| Records provided |

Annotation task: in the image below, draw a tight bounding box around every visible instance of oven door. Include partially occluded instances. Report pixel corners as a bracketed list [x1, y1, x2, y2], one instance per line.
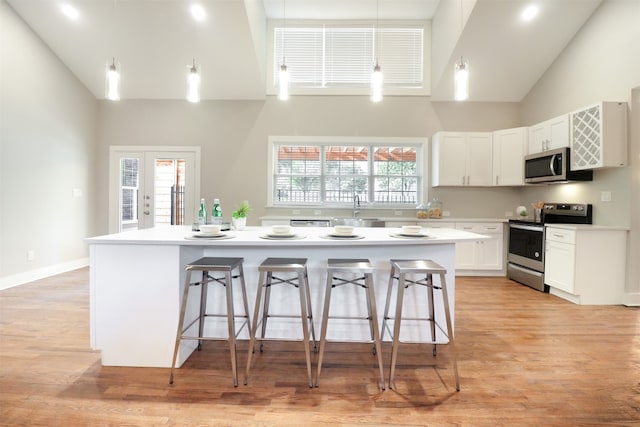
[507, 223, 545, 271]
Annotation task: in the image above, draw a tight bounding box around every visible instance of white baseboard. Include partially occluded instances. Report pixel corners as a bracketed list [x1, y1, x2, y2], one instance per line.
[0, 258, 89, 290]
[624, 292, 640, 307]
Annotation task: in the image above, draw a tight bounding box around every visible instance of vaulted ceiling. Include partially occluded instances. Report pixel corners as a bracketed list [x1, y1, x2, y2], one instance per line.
[6, 0, 602, 102]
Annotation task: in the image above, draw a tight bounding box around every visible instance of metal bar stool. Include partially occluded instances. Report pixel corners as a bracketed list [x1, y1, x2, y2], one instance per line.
[169, 257, 251, 387]
[315, 259, 385, 390]
[244, 257, 316, 387]
[381, 259, 459, 391]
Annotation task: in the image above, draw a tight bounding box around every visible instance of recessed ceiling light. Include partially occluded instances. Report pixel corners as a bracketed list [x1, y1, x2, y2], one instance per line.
[61, 4, 79, 20]
[191, 4, 206, 22]
[521, 5, 539, 21]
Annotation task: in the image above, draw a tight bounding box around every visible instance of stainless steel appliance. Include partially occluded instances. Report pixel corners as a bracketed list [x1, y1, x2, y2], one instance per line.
[524, 147, 593, 183]
[507, 203, 592, 292]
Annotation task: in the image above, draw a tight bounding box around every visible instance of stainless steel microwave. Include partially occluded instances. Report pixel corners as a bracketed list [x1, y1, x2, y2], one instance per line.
[524, 147, 593, 183]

| Exercise aim |
Exactly and only the lines from the line containing "stainless steel appliance." through the final line of the records above must be returned.

| Task result |
Annotation task: in the image above, draw a tight bounding box around every visible instance of stainless steel appliance. Include partially occluded instances. Report pixel corners as a bracketed list [x1, y1, x2, y2], one instance per line.
[524, 147, 593, 183]
[507, 203, 592, 292]
Annotation task: in the image above, draw a tight bounding box around every visible instance of stainless steel microwave. Include partially occluded instances. Report pixel corners as a bracketed list [x1, y1, x2, y2], one instance per line.
[524, 147, 593, 183]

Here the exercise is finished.